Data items
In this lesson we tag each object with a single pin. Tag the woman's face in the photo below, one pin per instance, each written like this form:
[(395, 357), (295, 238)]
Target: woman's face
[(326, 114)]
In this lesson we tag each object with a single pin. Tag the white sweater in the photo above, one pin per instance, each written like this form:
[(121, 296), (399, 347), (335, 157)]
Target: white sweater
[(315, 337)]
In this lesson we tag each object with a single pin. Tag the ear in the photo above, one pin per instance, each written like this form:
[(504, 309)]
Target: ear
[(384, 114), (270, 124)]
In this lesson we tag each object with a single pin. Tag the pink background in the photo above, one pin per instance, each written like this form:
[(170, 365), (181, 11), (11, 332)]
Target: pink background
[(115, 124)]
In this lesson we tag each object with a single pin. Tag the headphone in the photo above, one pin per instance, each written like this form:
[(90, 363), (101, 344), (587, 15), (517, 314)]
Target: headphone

---

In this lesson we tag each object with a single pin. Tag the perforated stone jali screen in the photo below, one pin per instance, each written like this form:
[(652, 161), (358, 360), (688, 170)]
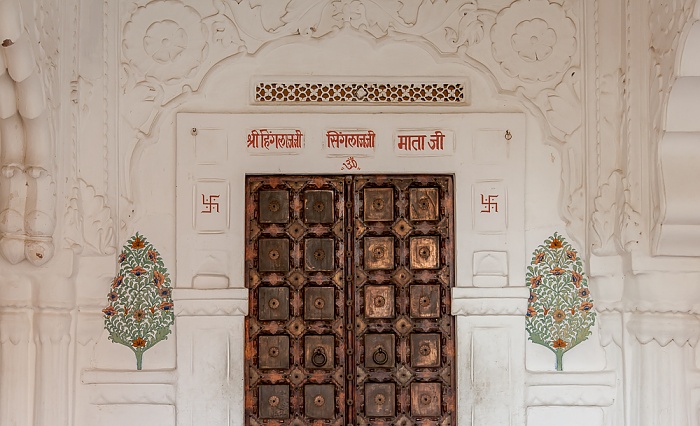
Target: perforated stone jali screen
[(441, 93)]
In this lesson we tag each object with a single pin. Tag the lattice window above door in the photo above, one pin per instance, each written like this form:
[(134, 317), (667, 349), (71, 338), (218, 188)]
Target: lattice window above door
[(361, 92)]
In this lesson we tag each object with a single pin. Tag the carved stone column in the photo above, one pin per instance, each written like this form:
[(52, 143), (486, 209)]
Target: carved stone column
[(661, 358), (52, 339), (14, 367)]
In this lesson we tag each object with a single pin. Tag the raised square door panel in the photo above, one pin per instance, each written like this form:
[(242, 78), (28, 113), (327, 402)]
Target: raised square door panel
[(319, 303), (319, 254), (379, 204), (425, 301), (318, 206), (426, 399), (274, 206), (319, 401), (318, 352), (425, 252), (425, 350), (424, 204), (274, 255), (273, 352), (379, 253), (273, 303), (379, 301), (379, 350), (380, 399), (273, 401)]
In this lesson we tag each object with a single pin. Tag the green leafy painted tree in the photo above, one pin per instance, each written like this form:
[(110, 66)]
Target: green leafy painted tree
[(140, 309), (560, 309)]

● **Task to carry out**: Can you format the lines from the one containing "Tag the woman's" up to and including the one containing "[(384, 114), (270, 124)]" as a numbered list, leaving out any blank lines?

● **Full output**:
1. In this lesson we tag each object with a single pin. Tag the woman's face in the photo below, one pin per instance, each written like this form:
2. [(395, 357), (295, 238)]
3. Target: woman's face
4. [(326, 114)]
5. In this lesson we tag each object with a single pin. Tag the white sweater in the photo above, one pin per instance, each written like this form:
6. [(121, 296), (399, 347), (335, 157)]
7. Target: white sweater
8. [(315, 337)]
9. In this lesson we tag each object with a single pin. Tag the ear in the photo above, one pin per instance, each written like this form:
10. [(504, 309)]
11. Target: ear
12. [(384, 114), (270, 124)]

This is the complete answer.